### TASK TO COMPLETE
Set down the entries once more exactly as they were written.
*** Begin section ***
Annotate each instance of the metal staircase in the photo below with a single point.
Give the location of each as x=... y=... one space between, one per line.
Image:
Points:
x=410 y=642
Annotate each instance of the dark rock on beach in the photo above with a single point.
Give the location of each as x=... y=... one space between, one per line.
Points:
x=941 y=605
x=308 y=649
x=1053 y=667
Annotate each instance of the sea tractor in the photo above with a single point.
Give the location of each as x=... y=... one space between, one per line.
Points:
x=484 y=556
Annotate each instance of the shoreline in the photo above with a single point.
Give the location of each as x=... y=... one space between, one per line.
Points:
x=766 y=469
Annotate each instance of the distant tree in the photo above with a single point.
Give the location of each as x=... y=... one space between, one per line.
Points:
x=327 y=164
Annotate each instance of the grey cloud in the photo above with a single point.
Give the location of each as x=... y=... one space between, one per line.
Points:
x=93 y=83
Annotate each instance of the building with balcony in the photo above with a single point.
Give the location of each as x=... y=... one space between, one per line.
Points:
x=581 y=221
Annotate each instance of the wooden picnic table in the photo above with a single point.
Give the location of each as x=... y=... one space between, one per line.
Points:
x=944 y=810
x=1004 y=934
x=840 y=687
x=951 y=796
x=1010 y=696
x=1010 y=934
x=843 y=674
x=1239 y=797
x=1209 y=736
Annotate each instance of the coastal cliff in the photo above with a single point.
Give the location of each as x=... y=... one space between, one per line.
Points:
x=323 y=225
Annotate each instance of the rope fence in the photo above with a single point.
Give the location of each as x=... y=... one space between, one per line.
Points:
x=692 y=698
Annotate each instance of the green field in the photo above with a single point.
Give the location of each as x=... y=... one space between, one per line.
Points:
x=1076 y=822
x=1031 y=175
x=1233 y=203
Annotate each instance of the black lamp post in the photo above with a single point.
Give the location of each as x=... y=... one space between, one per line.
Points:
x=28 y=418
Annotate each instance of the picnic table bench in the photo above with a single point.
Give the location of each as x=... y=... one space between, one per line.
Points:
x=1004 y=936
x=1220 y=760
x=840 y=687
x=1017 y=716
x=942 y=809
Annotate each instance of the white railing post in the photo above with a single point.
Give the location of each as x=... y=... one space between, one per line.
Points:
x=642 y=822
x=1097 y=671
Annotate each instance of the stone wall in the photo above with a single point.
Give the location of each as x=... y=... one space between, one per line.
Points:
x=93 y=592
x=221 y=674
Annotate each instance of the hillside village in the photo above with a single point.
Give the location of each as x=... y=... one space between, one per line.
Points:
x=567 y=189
*** End section ***
### OUTPUT OF THE EXERCISE
Annotate each instance of the metal staircase in the photo below with a single point.
Give the location of each as x=... y=... one space between, one per line.
Image:
Points:
x=410 y=642
Annotate each instance of the dark rock on beach in the photo above with a single point.
Give the location of each as x=... y=... one space between, one per line.
Points:
x=941 y=605
x=308 y=649
x=1053 y=667
Annotate each instance of the sea tractor in the photo above with a single point.
Give the location of each as x=... y=... one space between, one per line.
Points:
x=484 y=556
Annotate each instance of the shoreline in the photo above with a single point.
Give the location of each as x=... y=... one space between, one per line.
Points:
x=766 y=469
Annotate each instance of the distant tree in the photo above with a single point.
Give the location of each as x=... y=... one space between, one per line.
Points:
x=327 y=164
Annotate each instance of the grey cloud in the photo above with a single point.
Give the location of each as x=... y=... one space between, one per line.
Points:
x=93 y=83
Annotate each instance of the building with balcony in the photo above with a single point.
Give the location of each as x=... y=... one space between, one per line.
Points:
x=581 y=221
Annotate each instance of the wooden picnic table in the photo above with a single point.
Give the location of each as x=... y=... one space between, one per line.
Points:
x=944 y=810
x=1004 y=934
x=840 y=687
x=951 y=796
x=1010 y=696
x=1010 y=934
x=843 y=674
x=1239 y=797
x=1209 y=736
Annotate each instance of the coastal cliff in the photo above with a single point.
Give the location of each as x=... y=... one space between, one per line.
Points:
x=323 y=225
Annotate each instance of the rope fence in the photo above with a single point.
Give the location of each as x=... y=... one space between, one per line.
Points:
x=692 y=698
Annotate each instance of the green field in the photo above with a single point.
Give the location of each as x=... y=... one space between, one per line.
Points:
x=1076 y=822
x=1031 y=175
x=1233 y=203
Annotate each instance of the black lamp post in the photo above with a single point.
Give the location of each as x=... y=... one space between, one per line.
Points:
x=28 y=418
Annotate each instance of the picnic table bench in the photo above with a single point.
Give the location of each as x=... y=... one space between, one per line.
Points:
x=1004 y=936
x=1220 y=760
x=840 y=687
x=1017 y=716
x=942 y=809
Annotate each instance of the white railing post in the photo above with a single point.
Give the location of each as x=... y=... one space between, one per line.
Points:
x=642 y=822
x=1097 y=671
Annotate each instance of the stone wall in the photo above with a single point.
Give the location of each as x=... y=... one space between, one per line.
Points:
x=93 y=592
x=221 y=674
Annotate each instance of the hillside village in the photo above with a single point.
Give the location of each as x=... y=... one space between, one per line.
Points:
x=567 y=189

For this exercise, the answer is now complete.